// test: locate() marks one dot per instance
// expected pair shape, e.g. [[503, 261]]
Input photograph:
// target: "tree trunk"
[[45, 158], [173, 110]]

::::::

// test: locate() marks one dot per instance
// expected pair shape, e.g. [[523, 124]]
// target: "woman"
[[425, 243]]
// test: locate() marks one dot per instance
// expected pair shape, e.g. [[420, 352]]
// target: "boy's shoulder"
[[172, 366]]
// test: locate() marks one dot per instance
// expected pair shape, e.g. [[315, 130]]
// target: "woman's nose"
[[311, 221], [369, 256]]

::::::

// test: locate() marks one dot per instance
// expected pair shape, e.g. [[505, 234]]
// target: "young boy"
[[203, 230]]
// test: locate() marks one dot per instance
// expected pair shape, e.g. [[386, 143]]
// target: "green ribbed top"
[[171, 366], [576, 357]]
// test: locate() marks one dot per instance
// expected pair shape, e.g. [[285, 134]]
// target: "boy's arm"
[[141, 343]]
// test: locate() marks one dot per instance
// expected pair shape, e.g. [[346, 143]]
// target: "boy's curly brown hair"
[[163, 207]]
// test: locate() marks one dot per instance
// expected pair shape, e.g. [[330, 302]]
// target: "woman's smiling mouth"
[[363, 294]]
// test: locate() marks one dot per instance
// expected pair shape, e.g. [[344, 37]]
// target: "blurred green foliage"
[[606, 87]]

::::::

◆ TASK OBJECTIVE
Look through the data above for lines holding the word "shape". State how many there are and nothing else.

◆ OUTPUT OF THE TASK
10